Meanwhile, from our experiences of working with various power generators and utilities, the most desirable features list which a customers want to have are remote support; and early working system; an alert system on degradation; holistic solution to look after complete plant system; risk-based predictive maintenance solution; real time assessment; and on demand history.

Approach for implementation 
Preventative maintenance largely is a calendar-based approach, that calls for equipment to be serviced or replaced at predetermined intervals. This could include replacing a circuit breaker or motors or conveyor belt based on a specified time interval or number of operations.

However, online predictive maintenance is part of a comprehensive strategy that involves using software technology for real-time monitoring of equipment’s health and comparing its current operational state to a model that defines normal or ideal operating conditions. Predictive analytics software uses advanced algorithms to detect subtle operational variances for each piece of equipment, which often warn of impending problems that might have gone unnoticed otherwise. Utilities can create automated alarm notifications and use the software to diagnose the source of equipment and system anomalies, in addition to prioritising issues based on severity.

Predictive maintenance is a data-intensive strategy that involves performing a failure mode, effects and criticality analysis (FMECA); fault tree analysis for assets and then implementing maintenance strategies based on the results. Using this strategy, equipment maintenance is altered and prioritised by its importance to the overall health of the plant, grid or facility.

Implementation process
A predictive maintenance strategy is most beneficial with the implementation of proper online condition monitoring and analytics software. Typically, predictive analytics software analyses information from an enterprise historian, ensuring all historical and real-time sensor data is included in the analysis and model building.

Key steps for implementation of a successful predictive maintenance plan are: a proper condition assessment and baseline study; selection, installation and integration of sensors and monitoring system; implementation of an effective system of big data handling and analytics; development and implementation of plant specific risk and predictive model; integration with existing IT infrastructure and finalisation of delivery output.
 
After making significant investments in modern control, monitoring and smart devices, predictive monitoring techniques allow utilities to extend that investment by using and analysing collected data to make informed maintenance decisions.

By using advanced predictive analytics and diagnostic technology as part of a comprehensive maintenance program, utilities can monitor critical assets to predict.

Way forward
From our decade long experience on working extensively in this sector, it can be safely presumed that extending traditional maintenance by using predictive techniques enables better plant management. It also increases reliability, safety standards and the residual life of machine components, and reduces unnecessary repairs.
There can be a major reduction in maintenance costs compared with periodical maintenance or fixed-interval maintenance. Using advanced predictive analytics and diagnostic technology as part of a comprehensive predictive maintenance program, utilities can monitor critical assets to predict, diagnose and prioritise potential equipment problems continuously and in real time.

Based on the real-time data and usefulness of the asset, the operators know what they will need, and the parts can be ordered ahead of time, which can also help reduce the outage timing. If a utility is forecasting a 3-week outage, with proper planning and analytics, an outage can be reduced by up to a week, saving the power plant provider’s time and money.

To make this system successful, one needs to engage a highly qualified, experienced and multi-disciplined team. The combination of data analysis, technical experience and reasonable hypotheses forms a winning strategy for failure prediction.

## Supplied information
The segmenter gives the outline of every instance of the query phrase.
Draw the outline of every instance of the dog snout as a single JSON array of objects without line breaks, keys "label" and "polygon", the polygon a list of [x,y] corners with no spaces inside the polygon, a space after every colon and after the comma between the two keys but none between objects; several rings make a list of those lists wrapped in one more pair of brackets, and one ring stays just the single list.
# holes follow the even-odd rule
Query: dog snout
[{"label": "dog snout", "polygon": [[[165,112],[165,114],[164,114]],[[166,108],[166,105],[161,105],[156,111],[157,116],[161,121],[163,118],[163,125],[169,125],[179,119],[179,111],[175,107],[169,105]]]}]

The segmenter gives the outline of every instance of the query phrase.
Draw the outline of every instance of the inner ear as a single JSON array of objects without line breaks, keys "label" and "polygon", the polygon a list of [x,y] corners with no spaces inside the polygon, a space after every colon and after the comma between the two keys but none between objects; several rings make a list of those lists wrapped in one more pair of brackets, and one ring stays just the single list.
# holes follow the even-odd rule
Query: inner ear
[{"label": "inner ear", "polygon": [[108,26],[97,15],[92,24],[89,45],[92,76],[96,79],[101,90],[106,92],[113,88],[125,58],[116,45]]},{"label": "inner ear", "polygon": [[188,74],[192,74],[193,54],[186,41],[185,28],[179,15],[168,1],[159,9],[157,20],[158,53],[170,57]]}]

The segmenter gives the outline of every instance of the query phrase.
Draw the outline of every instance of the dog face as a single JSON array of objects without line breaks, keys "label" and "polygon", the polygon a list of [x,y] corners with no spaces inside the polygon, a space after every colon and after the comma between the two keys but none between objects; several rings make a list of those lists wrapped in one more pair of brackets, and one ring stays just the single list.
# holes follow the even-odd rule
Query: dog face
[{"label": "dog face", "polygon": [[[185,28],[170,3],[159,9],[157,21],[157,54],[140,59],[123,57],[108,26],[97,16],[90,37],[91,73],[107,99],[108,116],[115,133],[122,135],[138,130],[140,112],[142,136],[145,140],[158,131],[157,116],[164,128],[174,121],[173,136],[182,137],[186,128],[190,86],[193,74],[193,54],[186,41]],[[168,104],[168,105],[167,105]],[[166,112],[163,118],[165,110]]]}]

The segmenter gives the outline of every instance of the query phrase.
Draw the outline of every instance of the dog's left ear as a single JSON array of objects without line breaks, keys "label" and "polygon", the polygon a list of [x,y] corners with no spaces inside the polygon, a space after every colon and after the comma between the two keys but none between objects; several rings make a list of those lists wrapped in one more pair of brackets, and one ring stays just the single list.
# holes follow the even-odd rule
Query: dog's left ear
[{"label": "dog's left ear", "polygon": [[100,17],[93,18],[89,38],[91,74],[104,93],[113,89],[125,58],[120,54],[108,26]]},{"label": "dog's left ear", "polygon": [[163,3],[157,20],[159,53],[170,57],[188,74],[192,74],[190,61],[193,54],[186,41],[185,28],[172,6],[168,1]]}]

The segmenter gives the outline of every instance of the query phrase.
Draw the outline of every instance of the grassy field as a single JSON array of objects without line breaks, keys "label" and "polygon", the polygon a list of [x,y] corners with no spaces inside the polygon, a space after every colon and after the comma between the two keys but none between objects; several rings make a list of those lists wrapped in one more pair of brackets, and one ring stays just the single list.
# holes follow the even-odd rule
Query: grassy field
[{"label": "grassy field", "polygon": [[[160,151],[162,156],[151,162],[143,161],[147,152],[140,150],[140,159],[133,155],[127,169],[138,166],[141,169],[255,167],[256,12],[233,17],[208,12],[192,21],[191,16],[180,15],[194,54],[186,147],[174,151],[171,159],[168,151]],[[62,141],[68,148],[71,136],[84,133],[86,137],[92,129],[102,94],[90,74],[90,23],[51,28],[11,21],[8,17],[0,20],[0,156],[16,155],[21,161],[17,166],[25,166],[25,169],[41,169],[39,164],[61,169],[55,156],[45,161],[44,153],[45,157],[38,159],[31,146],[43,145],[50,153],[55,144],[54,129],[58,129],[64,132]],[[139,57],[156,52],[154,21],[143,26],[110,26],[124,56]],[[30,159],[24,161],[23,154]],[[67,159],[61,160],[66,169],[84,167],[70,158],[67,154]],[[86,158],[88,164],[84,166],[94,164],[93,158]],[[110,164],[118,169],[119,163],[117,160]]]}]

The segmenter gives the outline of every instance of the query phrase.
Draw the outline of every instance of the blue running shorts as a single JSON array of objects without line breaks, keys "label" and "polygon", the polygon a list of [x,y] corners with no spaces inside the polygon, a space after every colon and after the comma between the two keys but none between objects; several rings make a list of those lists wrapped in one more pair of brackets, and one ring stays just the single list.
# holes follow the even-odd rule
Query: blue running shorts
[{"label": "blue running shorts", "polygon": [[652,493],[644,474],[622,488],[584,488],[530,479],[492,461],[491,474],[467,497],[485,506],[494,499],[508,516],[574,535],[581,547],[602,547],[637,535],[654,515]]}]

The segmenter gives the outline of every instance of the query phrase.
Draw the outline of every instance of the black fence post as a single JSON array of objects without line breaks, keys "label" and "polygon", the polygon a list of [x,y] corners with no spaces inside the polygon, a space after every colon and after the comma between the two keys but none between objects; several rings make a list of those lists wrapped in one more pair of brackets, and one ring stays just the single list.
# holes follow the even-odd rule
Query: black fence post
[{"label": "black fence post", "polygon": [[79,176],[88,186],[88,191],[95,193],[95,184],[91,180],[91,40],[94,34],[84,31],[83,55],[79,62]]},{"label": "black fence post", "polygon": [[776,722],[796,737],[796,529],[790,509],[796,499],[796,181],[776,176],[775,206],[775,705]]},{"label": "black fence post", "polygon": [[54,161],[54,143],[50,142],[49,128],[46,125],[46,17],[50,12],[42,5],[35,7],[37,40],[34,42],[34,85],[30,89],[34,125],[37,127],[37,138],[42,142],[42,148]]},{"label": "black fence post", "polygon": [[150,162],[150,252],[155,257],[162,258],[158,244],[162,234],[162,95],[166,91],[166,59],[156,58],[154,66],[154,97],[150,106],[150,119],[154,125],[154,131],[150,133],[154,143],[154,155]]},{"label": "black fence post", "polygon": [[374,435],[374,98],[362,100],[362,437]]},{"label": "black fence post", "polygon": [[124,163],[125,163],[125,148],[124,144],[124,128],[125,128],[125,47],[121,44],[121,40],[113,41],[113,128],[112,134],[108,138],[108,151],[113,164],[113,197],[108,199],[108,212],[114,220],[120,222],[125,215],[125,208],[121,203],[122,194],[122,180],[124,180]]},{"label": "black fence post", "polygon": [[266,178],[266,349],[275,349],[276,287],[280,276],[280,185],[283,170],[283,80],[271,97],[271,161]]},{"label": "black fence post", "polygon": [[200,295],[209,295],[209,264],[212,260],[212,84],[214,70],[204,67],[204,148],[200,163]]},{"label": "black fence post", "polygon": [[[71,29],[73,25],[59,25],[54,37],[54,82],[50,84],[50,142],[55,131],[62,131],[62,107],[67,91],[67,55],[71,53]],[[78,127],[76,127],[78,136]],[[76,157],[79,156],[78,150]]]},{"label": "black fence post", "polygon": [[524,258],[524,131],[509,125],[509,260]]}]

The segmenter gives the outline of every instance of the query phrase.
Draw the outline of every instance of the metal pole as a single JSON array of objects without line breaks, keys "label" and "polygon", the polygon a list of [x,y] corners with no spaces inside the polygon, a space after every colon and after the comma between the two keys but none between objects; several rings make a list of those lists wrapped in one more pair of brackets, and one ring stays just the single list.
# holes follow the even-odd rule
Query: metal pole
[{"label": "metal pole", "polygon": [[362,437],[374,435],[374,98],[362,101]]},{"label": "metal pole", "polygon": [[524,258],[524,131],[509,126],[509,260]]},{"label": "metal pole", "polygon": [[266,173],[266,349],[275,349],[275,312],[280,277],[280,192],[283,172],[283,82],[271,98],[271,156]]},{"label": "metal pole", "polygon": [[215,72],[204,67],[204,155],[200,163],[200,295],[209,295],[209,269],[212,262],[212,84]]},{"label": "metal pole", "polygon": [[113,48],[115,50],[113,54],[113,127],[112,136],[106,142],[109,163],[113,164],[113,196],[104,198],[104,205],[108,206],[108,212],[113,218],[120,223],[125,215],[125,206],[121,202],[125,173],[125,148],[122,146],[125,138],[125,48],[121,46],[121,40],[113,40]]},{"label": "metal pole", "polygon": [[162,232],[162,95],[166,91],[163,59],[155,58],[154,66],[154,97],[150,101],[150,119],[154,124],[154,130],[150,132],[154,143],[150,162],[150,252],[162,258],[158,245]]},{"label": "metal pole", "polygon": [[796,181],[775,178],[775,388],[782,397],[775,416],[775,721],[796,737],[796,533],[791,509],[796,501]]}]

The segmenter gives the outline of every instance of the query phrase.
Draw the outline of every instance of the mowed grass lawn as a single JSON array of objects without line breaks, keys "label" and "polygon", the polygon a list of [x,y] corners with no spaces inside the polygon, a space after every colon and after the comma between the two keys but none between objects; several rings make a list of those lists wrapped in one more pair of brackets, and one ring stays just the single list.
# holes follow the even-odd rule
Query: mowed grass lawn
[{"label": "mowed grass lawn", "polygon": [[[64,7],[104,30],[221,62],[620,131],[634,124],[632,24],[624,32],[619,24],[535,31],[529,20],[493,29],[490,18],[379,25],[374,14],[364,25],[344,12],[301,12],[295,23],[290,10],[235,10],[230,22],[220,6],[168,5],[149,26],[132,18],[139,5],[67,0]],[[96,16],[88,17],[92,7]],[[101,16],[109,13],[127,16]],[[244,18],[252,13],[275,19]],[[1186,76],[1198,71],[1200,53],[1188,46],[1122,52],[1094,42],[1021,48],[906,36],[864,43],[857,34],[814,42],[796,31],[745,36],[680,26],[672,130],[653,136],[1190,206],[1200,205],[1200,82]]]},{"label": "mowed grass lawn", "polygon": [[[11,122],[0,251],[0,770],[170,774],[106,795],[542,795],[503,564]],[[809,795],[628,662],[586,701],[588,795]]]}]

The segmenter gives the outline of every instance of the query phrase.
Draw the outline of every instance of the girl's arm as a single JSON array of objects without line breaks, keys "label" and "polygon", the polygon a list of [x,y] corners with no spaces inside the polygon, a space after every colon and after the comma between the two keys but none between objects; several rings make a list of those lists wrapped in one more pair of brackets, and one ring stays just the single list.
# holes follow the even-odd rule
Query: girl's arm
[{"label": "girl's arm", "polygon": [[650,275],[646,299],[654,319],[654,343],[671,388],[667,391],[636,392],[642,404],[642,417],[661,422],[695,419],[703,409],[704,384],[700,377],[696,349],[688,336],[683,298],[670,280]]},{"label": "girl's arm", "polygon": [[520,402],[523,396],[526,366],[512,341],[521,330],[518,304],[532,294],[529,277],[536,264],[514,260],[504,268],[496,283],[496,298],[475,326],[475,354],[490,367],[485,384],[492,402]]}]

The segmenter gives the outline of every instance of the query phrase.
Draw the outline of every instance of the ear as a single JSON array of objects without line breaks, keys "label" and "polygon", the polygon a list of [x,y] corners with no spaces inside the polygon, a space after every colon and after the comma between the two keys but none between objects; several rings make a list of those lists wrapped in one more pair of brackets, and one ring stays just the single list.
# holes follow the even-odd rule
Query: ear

## What you need to do
Print the part of the predictive maintenance text starting with "Implementation process" and going on through "and model building.". The records have nothing to do with the text.

## Finished task
Implementation process
A predictive maintenance strategy is most beneficial with the implementation of proper online condition monitoring and analytics software. Typically, predictive analytics software analyses information from an enterprise historian, ensuring all historical and real-time sensor data is included in the analysis and model building.